▶ SOURCE TEXT
===============

[R] lmer p-vales are sometimes too small

Sun Jan 8 23:03:02 CET 2006

I have just uploaded version 0.99-6 of the Matrix package to the
incoming area at CRAN.  It should appear on the archives in the next
day or two.

In this version all degrees of freedom, test statistics and p-values
have been removed from the summary, show and anova methods.  I agree
with John Maindonald that it is better not to give any p-values than
to give misleading, sometimes seriously misleading, p-values.

===============

▶ WHAT THIS EXERCISE ASKS
1/ According to the Matrix package announcement, what version was uploaded to the incoming area at CRAN?
2/ Copy the Matrix package announcement word for word, starting with "In this version" and going on through "seriously misleading, p-values.".
3/ Extend the Matrix package announcement onward from its final sentence.
The entries that follow have no connection to the Matrix package announcement.

===============

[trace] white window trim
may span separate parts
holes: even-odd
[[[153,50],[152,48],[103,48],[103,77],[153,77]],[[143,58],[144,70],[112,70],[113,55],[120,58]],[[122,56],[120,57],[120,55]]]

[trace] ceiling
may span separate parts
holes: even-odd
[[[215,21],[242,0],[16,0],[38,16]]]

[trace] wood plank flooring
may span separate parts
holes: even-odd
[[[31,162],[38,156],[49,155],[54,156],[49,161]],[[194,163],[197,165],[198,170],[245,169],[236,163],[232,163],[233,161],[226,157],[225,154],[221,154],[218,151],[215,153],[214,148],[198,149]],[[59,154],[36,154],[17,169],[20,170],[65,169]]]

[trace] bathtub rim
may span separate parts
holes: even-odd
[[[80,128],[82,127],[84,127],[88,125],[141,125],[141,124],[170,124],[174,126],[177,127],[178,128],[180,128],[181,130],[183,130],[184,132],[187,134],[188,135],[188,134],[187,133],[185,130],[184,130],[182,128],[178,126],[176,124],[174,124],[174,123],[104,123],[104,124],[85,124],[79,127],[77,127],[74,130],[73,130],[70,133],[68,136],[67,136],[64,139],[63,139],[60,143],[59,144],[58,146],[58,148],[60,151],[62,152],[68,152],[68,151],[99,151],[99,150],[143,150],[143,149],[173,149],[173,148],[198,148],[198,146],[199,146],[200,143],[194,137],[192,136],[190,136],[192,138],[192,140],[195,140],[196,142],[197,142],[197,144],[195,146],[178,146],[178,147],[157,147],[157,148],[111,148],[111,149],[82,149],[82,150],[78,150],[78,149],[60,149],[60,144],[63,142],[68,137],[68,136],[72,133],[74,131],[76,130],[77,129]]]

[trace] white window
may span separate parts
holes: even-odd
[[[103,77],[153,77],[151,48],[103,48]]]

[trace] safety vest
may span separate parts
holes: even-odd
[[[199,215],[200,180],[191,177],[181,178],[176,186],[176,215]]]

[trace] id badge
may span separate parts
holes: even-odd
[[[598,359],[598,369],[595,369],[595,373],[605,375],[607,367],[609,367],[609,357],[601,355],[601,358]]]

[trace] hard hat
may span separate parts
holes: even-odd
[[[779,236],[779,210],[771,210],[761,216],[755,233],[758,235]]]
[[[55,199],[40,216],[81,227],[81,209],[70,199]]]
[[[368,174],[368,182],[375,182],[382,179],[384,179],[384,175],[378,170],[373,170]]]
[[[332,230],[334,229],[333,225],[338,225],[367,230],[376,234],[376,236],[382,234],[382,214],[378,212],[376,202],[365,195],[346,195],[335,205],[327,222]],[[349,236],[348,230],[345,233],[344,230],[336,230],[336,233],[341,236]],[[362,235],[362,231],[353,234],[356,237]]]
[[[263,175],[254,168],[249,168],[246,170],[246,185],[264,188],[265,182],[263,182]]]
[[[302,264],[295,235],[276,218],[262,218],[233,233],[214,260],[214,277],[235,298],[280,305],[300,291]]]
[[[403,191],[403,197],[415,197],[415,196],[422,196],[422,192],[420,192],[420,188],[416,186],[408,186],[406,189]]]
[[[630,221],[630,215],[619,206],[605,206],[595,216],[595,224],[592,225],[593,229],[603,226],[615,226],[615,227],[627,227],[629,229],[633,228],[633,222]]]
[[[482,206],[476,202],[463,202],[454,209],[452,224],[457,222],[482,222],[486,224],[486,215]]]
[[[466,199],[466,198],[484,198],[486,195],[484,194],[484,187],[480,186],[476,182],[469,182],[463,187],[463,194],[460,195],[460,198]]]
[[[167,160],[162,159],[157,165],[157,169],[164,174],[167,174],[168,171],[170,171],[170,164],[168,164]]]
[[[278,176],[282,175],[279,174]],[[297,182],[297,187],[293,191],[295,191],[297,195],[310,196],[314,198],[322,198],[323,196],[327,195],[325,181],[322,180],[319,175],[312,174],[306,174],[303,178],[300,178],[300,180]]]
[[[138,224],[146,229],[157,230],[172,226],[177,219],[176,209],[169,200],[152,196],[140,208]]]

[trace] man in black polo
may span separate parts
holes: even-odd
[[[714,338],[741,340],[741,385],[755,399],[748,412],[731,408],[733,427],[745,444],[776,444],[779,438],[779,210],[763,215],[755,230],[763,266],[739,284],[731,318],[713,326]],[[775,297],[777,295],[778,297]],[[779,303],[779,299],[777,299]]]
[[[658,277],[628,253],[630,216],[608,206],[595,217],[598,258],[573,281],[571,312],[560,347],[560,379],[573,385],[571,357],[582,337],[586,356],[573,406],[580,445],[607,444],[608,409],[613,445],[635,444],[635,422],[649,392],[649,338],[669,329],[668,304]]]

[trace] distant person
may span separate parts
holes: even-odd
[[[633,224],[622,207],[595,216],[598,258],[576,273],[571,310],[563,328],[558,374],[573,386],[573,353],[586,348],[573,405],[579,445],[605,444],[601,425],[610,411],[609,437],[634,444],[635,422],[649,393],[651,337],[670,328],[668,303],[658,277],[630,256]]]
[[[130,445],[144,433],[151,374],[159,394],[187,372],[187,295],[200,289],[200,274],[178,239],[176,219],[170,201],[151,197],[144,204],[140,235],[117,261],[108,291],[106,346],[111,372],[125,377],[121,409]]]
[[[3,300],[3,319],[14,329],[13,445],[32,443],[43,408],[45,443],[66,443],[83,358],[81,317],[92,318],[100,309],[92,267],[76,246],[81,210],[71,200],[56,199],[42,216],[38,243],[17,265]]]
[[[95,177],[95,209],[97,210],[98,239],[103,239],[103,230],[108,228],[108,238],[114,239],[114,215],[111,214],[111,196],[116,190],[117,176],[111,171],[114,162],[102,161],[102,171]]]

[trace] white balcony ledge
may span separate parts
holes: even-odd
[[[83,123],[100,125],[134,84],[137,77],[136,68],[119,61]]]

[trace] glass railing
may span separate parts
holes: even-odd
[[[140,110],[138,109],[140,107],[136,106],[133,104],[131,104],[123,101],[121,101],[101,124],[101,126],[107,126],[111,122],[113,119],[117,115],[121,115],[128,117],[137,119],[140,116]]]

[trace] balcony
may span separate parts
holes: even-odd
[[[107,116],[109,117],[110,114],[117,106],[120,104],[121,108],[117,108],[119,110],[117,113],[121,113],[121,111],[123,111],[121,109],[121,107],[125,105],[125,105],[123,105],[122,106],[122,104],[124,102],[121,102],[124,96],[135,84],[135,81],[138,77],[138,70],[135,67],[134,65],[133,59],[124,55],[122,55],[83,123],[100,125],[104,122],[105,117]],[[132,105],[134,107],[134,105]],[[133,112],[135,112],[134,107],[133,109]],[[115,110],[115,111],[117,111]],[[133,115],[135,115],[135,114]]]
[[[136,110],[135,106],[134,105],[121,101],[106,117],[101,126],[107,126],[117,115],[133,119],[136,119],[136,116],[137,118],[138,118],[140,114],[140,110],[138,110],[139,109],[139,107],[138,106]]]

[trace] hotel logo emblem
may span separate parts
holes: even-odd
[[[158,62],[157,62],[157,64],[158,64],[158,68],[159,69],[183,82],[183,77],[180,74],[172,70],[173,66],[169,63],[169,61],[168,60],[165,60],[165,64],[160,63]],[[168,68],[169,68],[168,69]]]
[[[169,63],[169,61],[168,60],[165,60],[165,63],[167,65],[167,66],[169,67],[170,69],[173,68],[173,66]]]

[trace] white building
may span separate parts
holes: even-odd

===============

▶ EXERCISE RESULTS
1/ Version 0.99-6.

2/
In this version all degrees of freedom, test statistics and p-values
have been removed from the summary, show and anova methods.  I agree
with John Maindonald that it is better not to give any p-values than
to give misleading, sometimes seriously misleading, p-values.

3/
All the code for lmer is, of course, open source.  At present it
resides in the Matrix package but it may return to the lme4 package
following the release of R-2.3.0.  The sources for the Matrix package
are available at

  https://svn.r-project.org/R-packages/trunk/Matrix

An experimental version of lmer based on a supernodal sparse Cholesky
factorization is at

  https://svn.r-project.org/R-packages/branches/Matrix-mer2

That is the current development branch.  Once I get issues with the
PQL and Laplace methods for GLMMs resolved this branch will be merged
back into the trunk.  If you are only interested in linear mixed
models it is better to work with this branch.

In both branches there is an R function called getFixDF that currently
is a stub returning incorrect answers (as indicated in the comments). 
At present I don't know to get correct answers for the range of models
that can be fit by lmer.  I welcome submissions of patches.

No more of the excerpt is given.